**EXERCISE DESCRIPTION:** Look through the entries below, please, and copy every line with the word "belt".

**STORED DATA:**
Start of Block

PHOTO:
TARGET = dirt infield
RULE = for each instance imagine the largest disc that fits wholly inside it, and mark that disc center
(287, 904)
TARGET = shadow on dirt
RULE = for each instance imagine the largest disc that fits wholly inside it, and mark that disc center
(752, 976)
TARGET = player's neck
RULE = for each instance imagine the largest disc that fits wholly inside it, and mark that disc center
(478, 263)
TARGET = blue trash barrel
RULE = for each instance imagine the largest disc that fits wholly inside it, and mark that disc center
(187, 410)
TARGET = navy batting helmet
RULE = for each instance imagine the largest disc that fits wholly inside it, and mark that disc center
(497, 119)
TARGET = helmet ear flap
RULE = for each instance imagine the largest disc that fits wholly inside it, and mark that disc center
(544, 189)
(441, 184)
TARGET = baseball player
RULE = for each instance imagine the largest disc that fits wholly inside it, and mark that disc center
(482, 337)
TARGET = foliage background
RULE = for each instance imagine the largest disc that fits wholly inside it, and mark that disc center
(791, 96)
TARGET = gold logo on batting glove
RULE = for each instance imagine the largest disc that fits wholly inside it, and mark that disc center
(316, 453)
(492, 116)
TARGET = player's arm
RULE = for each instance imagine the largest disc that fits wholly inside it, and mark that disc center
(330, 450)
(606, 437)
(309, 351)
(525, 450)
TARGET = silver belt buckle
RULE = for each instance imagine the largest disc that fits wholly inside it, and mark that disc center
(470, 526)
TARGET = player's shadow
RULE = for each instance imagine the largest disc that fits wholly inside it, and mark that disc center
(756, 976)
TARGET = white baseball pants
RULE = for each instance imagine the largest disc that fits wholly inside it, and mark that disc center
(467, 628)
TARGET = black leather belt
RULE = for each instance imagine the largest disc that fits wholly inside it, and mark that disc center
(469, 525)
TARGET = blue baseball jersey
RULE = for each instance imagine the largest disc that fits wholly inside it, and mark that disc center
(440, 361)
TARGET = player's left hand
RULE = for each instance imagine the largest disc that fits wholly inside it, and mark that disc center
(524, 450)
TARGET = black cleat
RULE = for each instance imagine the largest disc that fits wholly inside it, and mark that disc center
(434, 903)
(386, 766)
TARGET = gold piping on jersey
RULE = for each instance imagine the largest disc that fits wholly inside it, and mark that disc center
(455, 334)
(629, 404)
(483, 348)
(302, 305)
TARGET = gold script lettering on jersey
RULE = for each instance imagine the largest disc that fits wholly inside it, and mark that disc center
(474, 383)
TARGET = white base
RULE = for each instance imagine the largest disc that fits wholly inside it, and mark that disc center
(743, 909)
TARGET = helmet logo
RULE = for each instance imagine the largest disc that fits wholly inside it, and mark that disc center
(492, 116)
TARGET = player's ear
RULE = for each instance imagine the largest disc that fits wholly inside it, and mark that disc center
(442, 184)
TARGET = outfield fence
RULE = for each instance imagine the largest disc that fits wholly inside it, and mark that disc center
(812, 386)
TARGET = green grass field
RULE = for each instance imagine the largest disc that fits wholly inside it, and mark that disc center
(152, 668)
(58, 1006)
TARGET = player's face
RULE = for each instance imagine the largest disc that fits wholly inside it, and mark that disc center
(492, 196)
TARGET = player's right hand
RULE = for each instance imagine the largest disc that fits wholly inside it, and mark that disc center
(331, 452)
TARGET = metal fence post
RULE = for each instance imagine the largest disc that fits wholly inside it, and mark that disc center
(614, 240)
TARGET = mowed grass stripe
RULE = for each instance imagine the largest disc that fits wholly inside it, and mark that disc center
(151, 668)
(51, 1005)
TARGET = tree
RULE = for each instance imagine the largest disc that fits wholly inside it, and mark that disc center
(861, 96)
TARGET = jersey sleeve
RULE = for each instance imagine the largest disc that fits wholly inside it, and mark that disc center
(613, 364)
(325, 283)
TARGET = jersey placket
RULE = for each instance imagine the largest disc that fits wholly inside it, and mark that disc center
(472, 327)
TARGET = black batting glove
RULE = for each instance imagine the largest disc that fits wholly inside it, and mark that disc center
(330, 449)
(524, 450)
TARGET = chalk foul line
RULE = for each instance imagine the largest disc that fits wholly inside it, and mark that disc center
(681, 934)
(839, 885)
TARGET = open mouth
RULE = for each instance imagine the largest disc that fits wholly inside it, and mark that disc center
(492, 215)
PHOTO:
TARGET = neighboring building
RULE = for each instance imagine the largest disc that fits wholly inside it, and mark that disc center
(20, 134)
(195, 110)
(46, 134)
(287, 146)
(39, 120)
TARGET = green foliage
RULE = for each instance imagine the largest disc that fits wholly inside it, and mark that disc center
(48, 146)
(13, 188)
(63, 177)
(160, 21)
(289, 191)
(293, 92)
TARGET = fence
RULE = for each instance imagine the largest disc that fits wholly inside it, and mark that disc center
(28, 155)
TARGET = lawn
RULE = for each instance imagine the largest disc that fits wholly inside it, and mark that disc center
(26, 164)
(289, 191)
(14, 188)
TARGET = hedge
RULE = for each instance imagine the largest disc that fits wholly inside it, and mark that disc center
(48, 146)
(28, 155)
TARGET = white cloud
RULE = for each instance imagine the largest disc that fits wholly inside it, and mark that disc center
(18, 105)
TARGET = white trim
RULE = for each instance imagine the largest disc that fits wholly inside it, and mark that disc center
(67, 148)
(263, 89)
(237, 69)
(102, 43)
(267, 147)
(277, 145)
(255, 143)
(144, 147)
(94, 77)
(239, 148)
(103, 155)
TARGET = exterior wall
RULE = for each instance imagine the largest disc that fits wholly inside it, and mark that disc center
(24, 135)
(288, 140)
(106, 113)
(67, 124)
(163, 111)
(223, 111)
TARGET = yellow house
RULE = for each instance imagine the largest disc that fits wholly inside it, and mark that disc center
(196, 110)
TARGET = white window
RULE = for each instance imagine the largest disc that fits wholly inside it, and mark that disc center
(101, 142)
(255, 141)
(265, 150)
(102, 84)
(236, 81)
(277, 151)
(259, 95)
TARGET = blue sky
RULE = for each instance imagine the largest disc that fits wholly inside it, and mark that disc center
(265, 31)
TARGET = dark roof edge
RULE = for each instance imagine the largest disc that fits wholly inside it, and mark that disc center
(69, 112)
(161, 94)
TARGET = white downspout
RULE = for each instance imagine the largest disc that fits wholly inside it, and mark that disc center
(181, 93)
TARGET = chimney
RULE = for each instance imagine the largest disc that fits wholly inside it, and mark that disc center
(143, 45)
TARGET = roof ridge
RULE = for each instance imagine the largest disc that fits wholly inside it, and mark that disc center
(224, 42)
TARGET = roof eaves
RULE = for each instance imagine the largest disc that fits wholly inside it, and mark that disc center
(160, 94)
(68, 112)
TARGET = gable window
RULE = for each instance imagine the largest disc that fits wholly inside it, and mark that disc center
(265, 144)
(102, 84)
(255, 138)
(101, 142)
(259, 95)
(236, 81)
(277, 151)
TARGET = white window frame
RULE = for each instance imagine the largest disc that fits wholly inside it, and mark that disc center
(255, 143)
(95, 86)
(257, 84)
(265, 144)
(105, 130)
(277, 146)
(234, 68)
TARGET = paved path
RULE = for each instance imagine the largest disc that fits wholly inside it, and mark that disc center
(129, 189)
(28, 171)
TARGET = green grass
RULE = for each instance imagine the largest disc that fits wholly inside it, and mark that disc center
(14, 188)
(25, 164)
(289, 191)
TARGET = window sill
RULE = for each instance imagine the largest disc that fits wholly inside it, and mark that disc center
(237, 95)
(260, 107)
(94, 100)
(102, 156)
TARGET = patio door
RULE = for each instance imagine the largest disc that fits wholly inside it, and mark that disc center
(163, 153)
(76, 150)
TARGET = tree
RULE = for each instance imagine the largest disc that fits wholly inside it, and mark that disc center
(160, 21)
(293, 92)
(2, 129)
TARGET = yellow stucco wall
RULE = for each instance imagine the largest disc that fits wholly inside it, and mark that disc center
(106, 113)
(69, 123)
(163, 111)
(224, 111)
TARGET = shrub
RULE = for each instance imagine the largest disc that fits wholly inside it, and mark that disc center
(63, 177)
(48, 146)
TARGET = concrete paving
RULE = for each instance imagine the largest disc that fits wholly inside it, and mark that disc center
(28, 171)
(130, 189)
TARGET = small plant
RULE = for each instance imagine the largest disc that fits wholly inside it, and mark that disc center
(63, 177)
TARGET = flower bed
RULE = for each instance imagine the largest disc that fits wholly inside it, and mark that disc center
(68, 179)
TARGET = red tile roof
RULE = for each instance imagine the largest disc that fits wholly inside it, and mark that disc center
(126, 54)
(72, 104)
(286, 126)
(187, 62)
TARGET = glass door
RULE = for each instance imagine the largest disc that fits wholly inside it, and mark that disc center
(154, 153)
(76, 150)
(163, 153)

End of Block

**ANSWER TO THIS EXERCISE:**
TARGET = silver belt buckle
TARGET = black leather belt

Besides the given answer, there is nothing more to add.